▶ **What you have to do**
To answer, print the line containing "black shoe. Keep to one point per instance." and each line after it in the listing below, exactly as they stand.

▶ **Material provided**
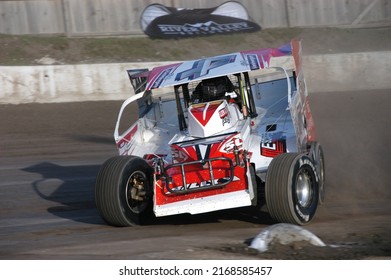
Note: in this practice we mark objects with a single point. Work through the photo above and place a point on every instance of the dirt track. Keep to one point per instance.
(51, 153)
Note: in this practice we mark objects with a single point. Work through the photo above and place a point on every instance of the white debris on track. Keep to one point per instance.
(284, 234)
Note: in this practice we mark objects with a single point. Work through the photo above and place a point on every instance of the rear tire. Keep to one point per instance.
(123, 191)
(292, 189)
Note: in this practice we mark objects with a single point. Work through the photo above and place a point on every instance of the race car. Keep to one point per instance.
(222, 132)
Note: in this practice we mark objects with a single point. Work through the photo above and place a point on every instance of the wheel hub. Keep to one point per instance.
(303, 190)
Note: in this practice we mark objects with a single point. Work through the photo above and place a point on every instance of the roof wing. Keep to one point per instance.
(205, 68)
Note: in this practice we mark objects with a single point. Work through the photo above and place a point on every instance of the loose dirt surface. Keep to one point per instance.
(51, 153)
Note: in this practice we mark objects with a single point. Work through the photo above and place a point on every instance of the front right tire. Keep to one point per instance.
(292, 188)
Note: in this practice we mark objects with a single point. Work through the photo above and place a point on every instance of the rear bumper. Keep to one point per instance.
(205, 204)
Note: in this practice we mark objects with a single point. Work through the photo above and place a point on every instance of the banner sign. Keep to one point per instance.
(159, 21)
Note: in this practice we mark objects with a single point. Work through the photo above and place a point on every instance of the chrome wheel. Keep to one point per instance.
(136, 192)
(303, 189)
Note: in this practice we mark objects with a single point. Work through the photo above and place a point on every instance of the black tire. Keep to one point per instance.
(118, 201)
(292, 190)
(318, 158)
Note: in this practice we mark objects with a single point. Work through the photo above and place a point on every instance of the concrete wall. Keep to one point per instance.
(113, 17)
(59, 83)
(348, 71)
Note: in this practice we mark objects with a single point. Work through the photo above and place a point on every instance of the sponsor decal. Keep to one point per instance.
(229, 146)
(273, 144)
(202, 67)
(253, 61)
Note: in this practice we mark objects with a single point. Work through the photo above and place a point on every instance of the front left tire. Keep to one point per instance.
(123, 191)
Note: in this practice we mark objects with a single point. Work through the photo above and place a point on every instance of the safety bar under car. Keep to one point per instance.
(212, 185)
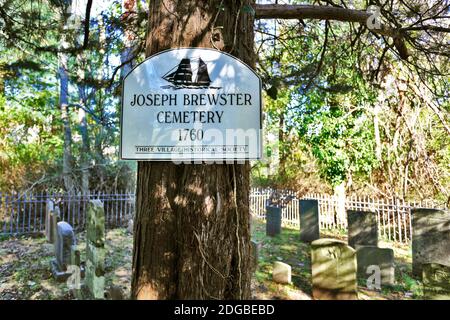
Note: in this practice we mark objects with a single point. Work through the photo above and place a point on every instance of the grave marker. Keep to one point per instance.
(282, 272)
(430, 238)
(367, 256)
(362, 228)
(309, 220)
(273, 220)
(95, 250)
(436, 281)
(333, 270)
(64, 245)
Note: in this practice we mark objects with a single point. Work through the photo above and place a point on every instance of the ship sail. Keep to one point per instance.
(182, 76)
(202, 74)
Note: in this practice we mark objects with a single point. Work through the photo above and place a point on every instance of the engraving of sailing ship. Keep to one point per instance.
(182, 76)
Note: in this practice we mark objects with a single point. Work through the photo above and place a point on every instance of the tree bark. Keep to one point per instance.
(192, 230)
(63, 75)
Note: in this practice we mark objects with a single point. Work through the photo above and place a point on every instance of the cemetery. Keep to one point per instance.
(294, 263)
(225, 151)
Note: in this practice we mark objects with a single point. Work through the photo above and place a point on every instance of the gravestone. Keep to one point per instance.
(362, 228)
(273, 220)
(436, 281)
(333, 270)
(130, 226)
(52, 217)
(64, 248)
(95, 250)
(430, 238)
(309, 220)
(281, 272)
(383, 258)
(254, 252)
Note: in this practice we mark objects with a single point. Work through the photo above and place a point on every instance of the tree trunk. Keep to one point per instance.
(64, 107)
(192, 230)
(281, 147)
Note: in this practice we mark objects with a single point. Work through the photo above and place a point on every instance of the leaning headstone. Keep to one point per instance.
(281, 272)
(436, 281)
(130, 226)
(309, 220)
(63, 246)
(430, 238)
(95, 250)
(333, 270)
(362, 228)
(273, 220)
(381, 258)
(254, 252)
(51, 219)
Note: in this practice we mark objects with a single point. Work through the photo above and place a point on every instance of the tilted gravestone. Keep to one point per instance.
(51, 219)
(333, 270)
(362, 228)
(436, 281)
(383, 258)
(430, 238)
(254, 252)
(281, 272)
(95, 250)
(309, 220)
(64, 246)
(273, 220)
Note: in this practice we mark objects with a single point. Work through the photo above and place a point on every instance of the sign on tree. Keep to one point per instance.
(191, 104)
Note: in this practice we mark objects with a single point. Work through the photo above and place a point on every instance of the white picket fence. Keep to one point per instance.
(393, 215)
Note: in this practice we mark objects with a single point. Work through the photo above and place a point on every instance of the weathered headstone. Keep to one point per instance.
(95, 250)
(436, 281)
(64, 245)
(273, 220)
(51, 219)
(362, 228)
(430, 238)
(254, 252)
(281, 272)
(383, 258)
(309, 220)
(333, 270)
(130, 226)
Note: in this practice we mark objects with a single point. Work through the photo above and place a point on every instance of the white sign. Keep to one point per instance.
(191, 104)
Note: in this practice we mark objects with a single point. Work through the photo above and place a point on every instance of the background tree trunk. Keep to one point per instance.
(63, 75)
(192, 230)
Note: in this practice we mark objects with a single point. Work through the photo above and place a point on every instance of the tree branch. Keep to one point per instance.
(301, 11)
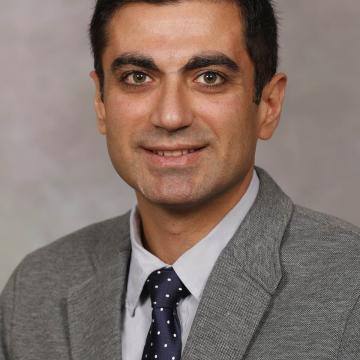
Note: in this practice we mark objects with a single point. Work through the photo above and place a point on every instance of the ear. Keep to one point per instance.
(99, 104)
(271, 105)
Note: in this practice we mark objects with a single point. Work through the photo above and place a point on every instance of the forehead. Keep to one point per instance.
(176, 30)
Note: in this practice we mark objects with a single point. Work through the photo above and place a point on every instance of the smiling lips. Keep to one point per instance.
(175, 152)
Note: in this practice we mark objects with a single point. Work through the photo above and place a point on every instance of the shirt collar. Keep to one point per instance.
(143, 263)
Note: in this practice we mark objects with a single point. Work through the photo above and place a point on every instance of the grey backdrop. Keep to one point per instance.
(55, 172)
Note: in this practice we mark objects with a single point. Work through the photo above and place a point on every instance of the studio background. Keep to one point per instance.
(55, 173)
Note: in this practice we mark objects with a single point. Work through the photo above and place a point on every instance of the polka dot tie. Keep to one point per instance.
(163, 341)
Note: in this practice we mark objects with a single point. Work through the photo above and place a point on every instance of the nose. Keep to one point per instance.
(172, 108)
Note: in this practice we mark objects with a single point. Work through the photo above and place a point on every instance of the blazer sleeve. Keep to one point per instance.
(7, 301)
(350, 344)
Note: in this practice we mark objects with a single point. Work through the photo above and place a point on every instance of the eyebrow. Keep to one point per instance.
(195, 62)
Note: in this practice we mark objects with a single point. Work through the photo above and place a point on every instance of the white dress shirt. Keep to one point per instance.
(193, 268)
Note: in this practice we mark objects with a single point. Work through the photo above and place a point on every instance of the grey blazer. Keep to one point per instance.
(285, 287)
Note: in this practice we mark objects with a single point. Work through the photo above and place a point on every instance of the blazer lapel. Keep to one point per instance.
(95, 306)
(238, 292)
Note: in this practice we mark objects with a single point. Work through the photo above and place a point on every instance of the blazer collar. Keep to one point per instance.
(239, 290)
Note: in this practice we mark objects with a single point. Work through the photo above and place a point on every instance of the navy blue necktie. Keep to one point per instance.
(163, 341)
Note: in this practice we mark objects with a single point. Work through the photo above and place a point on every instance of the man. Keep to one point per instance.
(215, 261)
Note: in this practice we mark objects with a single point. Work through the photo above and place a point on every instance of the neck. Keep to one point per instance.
(167, 234)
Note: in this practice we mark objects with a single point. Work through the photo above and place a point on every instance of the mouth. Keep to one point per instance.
(174, 152)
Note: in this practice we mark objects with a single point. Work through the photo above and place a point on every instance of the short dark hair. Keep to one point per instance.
(261, 35)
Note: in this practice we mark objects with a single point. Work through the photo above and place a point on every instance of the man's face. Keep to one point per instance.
(178, 110)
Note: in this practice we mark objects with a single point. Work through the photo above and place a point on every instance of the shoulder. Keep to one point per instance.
(318, 242)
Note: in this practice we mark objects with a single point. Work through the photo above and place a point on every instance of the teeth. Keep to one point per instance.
(173, 153)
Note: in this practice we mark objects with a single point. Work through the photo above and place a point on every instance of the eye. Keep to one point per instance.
(135, 78)
(211, 78)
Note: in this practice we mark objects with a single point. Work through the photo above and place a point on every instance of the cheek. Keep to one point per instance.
(231, 119)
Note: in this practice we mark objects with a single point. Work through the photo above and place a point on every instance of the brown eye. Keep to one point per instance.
(211, 78)
(135, 78)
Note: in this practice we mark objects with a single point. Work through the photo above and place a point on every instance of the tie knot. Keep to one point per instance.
(165, 288)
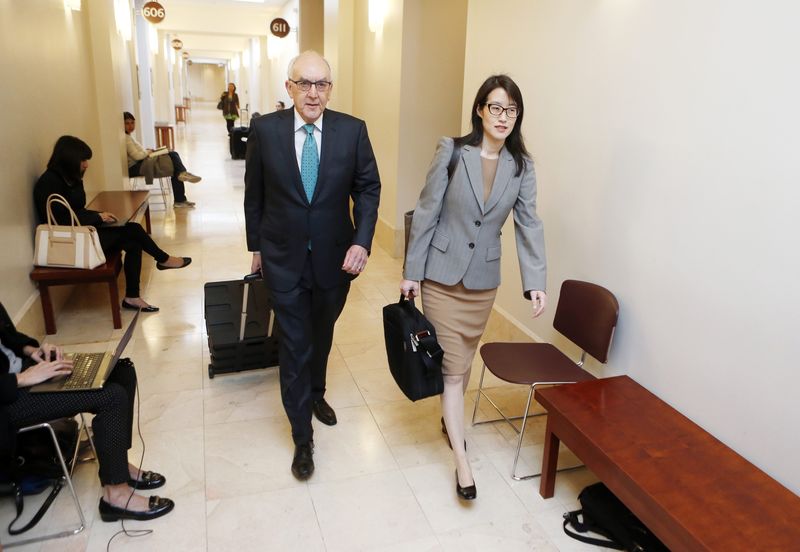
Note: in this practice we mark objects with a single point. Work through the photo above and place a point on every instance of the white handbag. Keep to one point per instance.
(72, 246)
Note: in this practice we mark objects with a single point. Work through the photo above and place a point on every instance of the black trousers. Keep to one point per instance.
(132, 239)
(307, 315)
(112, 424)
(178, 187)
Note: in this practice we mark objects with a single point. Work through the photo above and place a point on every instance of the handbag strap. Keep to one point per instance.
(58, 198)
(57, 485)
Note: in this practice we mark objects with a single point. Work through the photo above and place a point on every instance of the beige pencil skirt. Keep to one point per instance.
(459, 316)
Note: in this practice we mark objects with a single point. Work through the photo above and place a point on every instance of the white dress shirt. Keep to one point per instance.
(300, 136)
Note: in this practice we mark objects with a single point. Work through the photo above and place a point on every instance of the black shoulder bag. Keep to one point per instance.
(36, 467)
(605, 514)
(415, 358)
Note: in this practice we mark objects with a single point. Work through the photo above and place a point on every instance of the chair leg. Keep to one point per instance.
(68, 480)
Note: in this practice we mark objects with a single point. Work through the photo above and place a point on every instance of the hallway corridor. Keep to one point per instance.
(384, 474)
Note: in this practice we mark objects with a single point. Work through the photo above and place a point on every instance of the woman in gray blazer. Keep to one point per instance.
(454, 245)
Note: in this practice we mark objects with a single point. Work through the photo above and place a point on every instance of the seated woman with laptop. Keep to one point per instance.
(64, 176)
(138, 155)
(24, 363)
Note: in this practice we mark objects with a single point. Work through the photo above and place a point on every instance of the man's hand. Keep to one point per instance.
(255, 264)
(356, 260)
(409, 288)
(43, 372)
(539, 302)
(46, 352)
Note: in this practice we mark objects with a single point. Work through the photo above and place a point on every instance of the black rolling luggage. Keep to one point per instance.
(238, 140)
(242, 333)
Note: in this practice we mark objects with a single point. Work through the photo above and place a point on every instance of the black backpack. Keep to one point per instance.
(605, 514)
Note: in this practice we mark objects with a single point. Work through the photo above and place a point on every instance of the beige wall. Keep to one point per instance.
(207, 81)
(665, 141)
(55, 84)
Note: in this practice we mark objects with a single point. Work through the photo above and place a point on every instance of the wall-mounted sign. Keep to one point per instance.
(279, 27)
(153, 12)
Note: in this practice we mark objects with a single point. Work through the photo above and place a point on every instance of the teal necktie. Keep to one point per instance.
(309, 162)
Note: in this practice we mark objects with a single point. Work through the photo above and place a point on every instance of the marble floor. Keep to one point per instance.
(384, 474)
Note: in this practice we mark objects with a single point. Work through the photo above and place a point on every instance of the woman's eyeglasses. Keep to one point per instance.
(496, 109)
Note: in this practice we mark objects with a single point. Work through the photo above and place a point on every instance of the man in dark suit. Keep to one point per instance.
(304, 165)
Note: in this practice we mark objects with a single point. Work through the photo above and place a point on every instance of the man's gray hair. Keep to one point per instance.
(290, 70)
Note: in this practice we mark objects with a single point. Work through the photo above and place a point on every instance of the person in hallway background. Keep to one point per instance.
(23, 363)
(64, 176)
(229, 104)
(137, 155)
(298, 225)
(454, 245)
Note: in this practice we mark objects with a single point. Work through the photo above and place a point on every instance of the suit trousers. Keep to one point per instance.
(307, 315)
(132, 239)
(112, 424)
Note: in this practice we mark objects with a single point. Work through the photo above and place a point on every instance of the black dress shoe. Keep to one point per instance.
(467, 493)
(324, 413)
(303, 463)
(149, 480)
(128, 306)
(158, 507)
(447, 438)
(186, 262)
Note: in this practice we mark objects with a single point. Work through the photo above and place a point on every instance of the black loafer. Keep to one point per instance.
(303, 463)
(128, 306)
(149, 480)
(186, 262)
(158, 507)
(467, 493)
(323, 412)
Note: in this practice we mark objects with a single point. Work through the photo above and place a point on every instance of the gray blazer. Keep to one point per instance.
(455, 237)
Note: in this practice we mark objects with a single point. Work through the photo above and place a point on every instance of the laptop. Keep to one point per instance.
(89, 370)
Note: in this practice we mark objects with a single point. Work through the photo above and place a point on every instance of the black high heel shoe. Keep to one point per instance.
(467, 493)
(444, 430)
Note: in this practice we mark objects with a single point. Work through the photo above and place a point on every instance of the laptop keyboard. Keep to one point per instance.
(84, 370)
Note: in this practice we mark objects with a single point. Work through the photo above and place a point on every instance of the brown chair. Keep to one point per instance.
(586, 315)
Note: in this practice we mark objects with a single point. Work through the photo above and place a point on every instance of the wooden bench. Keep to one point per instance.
(690, 489)
(47, 277)
(127, 206)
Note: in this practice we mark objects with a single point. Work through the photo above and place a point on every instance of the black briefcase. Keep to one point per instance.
(415, 357)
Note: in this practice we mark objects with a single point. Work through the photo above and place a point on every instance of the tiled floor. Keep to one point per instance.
(384, 477)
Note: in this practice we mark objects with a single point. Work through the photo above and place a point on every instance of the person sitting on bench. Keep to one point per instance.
(64, 176)
(23, 363)
(137, 155)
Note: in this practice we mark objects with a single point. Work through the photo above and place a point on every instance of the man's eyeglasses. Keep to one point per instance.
(305, 86)
(496, 109)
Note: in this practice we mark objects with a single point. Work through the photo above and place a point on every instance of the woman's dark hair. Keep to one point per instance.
(68, 154)
(514, 143)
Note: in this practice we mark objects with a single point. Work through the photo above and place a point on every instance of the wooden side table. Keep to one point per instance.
(165, 135)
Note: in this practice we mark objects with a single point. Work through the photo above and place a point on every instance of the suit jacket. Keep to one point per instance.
(280, 221)
(455, 237)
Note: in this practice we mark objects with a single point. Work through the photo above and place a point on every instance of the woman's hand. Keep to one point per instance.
(539, 302)
(43, 372)
(46, 352)
(409, 288)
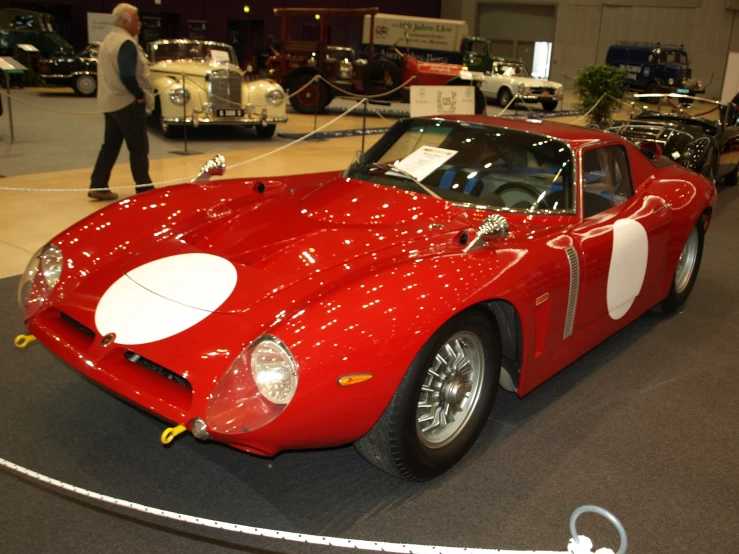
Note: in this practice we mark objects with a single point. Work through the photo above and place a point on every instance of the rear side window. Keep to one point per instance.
(606, 179)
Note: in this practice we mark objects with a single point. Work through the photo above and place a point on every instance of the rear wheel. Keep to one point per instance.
(442, 403)
(85, 85)
(313, 99)
(686, 272)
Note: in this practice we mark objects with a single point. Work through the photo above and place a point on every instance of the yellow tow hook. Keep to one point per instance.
(21, 341)
(171, 432)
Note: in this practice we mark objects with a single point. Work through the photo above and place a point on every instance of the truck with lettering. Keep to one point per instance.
(655, 68)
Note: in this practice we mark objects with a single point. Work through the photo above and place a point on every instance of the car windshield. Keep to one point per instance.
(511, 69)
(465, 163)
(192, 51)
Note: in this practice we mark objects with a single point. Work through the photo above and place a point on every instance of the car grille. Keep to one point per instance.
(225, 90)
(156, 368)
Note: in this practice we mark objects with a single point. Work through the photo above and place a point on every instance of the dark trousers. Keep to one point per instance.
(130, 124)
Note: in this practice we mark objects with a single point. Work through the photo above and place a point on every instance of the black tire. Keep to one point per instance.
(313, 99)
(732, 178)
(397, 444)
(265, 131)
(504, 96)
(682, 282)
(380, 76)
(85, 85)
(653, 88)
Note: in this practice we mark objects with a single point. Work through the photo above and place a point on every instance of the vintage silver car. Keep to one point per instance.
(200, 83)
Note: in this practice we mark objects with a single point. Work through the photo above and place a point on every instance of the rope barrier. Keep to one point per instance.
(578, 544)
(185, 180)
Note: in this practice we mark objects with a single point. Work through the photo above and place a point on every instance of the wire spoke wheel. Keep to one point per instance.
(451, 390)
(686, 263)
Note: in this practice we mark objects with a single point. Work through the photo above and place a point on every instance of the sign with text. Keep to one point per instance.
(442, 100)
(98, 26)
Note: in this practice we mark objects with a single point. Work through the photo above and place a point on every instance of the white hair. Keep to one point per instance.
(123, 13)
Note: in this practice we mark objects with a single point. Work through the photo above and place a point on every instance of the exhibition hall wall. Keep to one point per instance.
(584, 29)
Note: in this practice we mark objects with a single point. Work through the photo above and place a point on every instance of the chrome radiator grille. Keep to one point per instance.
(225, 89)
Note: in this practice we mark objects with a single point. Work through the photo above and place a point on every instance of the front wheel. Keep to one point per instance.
(85, 85)
(442, 403)
(686, 272)
(266, 131)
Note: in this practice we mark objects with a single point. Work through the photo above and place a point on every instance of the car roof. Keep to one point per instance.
(575, 135)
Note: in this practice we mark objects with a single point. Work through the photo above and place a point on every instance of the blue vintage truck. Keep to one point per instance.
(654, 68)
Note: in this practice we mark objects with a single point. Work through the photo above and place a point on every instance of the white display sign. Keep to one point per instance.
(442, 100)
(220, 56)
(731, 78)
(424, 161)
(98, 26)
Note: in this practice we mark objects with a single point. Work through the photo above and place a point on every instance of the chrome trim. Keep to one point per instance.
(574, 262)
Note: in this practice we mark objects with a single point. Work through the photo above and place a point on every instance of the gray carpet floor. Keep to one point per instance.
(645, 425)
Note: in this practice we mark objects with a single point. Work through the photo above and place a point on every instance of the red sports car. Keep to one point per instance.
(381, 305)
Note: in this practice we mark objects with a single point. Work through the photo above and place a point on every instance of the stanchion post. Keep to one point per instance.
(364, 122)
(10, 108)
(184, 113)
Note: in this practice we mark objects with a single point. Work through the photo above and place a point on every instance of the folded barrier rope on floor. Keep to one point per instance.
(578, 544)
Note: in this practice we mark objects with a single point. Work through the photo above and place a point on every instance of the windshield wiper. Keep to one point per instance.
(405, 174)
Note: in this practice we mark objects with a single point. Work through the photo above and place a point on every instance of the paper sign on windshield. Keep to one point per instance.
(424, 161)
(220, 56)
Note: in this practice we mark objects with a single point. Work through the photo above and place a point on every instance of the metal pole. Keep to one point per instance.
(10, 108)
(184, 113)
(364, 123)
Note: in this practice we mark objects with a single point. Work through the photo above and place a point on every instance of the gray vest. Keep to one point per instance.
(112, 93)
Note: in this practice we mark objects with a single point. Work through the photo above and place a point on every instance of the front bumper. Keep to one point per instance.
(203, 119)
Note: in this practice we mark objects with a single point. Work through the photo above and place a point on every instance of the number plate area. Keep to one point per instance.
(230, 113)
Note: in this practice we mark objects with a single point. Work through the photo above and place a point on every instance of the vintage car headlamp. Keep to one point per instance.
(39, 279)
(179, 96)
(257, 387)
(345, 69)
(275, 97)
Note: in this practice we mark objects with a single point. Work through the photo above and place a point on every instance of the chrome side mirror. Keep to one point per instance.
(214, 166)
(494, 227)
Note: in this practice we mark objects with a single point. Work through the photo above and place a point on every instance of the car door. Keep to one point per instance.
(621, 241)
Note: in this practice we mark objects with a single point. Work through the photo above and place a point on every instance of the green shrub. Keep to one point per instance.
(591, 82)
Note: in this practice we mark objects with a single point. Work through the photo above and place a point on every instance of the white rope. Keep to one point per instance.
(301, 139)
(575, 547)
(186, 180)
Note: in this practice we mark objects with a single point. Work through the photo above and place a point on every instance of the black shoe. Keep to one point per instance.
(102, 194)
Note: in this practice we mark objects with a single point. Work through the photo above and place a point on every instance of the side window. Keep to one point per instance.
(606, 179)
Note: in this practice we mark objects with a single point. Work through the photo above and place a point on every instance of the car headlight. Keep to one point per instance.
(257, 387)
(39, 279)
(179, 96)
(275, 97)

▶ **Solution to the problem**
Note: in this practice we mark objects with a single point. Work through the photo above and place a point on every instance of the black shoe. Keep to one point per instance.
(102, 194)
Note: in this practice we mark objects with a single point. Work through the photo above and place a point on every instance of the side window. Keep to one point per instance.
(606, 179)
Note: in this practice we mark objects with a single point. Work through the photo above and place a point on every instance of the car headlight. Keep to one point per instance.
(257, 387)
(39, 279)
(179, 96)
(275, 97)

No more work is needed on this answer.